• [Requirements]:
Repeat the records below word for word, but start at the line that contains "# test: identify the tree bark", stop after the last line, and include nothing else.

Start of Material for this task

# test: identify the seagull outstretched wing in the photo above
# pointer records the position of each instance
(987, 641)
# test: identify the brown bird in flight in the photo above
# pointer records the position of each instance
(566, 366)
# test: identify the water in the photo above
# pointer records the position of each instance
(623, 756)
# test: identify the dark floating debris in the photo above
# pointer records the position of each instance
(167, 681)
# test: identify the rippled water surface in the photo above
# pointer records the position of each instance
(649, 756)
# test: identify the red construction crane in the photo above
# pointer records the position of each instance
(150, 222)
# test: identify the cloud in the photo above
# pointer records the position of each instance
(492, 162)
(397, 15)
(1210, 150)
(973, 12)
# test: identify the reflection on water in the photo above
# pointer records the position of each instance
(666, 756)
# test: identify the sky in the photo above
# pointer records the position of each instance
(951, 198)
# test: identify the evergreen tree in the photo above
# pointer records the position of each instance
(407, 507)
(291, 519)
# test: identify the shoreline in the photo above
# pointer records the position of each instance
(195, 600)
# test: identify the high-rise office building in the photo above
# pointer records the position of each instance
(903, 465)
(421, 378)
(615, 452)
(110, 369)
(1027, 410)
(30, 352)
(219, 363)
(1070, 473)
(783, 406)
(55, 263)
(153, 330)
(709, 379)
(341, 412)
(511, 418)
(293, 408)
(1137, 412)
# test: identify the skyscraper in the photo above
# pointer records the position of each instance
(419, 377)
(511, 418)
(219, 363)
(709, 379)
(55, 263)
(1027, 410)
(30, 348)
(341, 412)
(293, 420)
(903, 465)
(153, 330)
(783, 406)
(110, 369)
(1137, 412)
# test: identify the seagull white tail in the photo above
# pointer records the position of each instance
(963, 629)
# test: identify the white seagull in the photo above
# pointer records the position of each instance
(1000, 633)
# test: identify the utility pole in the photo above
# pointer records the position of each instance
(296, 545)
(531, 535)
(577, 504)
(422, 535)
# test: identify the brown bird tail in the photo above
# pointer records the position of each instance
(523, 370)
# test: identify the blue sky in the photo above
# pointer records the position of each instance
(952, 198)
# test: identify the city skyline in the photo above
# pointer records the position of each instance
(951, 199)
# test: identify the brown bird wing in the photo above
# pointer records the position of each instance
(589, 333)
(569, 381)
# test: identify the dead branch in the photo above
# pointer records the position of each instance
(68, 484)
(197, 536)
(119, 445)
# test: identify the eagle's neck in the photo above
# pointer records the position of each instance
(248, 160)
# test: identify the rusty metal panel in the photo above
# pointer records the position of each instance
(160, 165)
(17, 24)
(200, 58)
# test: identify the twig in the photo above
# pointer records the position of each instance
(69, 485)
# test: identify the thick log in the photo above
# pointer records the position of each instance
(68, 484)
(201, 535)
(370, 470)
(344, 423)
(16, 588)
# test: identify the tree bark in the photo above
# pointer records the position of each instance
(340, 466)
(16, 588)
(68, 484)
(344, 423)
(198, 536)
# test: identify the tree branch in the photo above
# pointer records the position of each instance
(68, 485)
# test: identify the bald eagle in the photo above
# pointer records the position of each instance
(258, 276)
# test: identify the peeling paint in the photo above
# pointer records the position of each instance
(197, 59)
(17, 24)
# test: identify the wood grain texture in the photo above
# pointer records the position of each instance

End of Material for this task

• [Correct response]:
# test: identify the tree bark in the photo above
# pointer records the position of each instance
(340, 466)
(16, 588)
(68, 484)
(344, 423)
(198, 536)
# test: identify the tree branch in the photo above
# pointer records the position of each instance
(68, 485)
# test: identify the bald eagle in the photo above
# pointer records the position of each instance
(258, 276)
# test: identify the peeling paint in the photo above
# pointer records the position of each instance
(197, 59)
(17, 24)
# test: identify the wood grain texture in the photo above
# pointer records the position of each instance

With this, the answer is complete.